### Problem description
Keeping every word and mark, copy all of the data.

### Recorded information
────────────────────────────────────────

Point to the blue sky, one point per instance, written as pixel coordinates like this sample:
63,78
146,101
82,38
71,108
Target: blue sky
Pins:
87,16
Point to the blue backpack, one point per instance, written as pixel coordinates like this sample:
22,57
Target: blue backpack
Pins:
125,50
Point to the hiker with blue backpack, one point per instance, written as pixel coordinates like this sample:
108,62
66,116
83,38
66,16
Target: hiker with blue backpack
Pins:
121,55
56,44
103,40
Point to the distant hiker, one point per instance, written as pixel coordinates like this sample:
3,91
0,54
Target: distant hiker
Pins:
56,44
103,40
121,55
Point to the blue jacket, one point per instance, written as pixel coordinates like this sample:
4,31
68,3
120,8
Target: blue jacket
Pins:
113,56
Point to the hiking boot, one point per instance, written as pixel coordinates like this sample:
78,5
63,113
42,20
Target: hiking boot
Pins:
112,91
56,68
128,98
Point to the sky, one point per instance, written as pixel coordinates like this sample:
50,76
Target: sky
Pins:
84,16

────────────────────────────────────────

### Answer section
Point to the blue sky, one point per instance, written as pixel coordinates like this sample:
63,78
146,101
82,38
71,108
Target: blue sky
Pins:
87,16
Point to the blue backpack, one point per instance, written as pixel coordinates like this sample:
22,57
Target: blue backpack
Pins:
125,50
Point to the hiker with blue backpack, one point per instance, written as pixel coordinates like this sample:
108,62
66,116
83,38
66,16
Target: hiker with blue backpack
Pins:
121,55
56,44
103,40
Point to the distant hiker, one point per instance, written as pixel coordinates like this sample:
3,91
0,54
Target: distant hiker
Pins:
56,44
103,40
121,55
Point to the blue jacket, one point per instance, written as pixel coordinates like this sample:
4,31
68,3
120,8
Target: blue jacket
Pins:
113,56
Point to the hiking boot, one point per instance, written as pixel coordinates like this sample:
78,5
63,113
42,20
Target: hiking boot
Pins:
112,91
56,68
128,98
Point to the sky, one point per instance, written as pixel coordinates like this sample:
50,76
Target: sky
Pins:
84,16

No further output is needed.